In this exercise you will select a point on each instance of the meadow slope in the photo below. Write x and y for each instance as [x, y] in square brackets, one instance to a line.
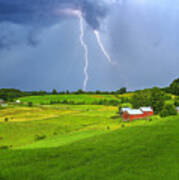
[86, 142]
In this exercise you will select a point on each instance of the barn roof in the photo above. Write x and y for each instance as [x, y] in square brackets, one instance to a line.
[134, 112]
[146, 109]
[125, 109]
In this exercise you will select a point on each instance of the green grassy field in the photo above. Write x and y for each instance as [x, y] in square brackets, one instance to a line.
[81, 142]
[71, 99]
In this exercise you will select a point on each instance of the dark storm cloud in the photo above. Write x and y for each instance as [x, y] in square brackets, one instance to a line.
[30, 12]
[43, 13]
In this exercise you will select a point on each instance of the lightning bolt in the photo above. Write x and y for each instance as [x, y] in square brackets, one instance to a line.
[97, 34]
[84, 45]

- [THE PROBLEM] Starting at the line that contains "of the lightning" and ending with the last line of the rows, convert those lines into a JSON list of strings with one string per line, leaving out any blank lines.

- [REPLY]
[
  "In this exercise you will select a point on each instance of the lightning bolt in the photo above. Write x and y for each instance as [x, y] in square brackets, one instance to a line.",
  "[97, 34]",
  "[84, 45]"
]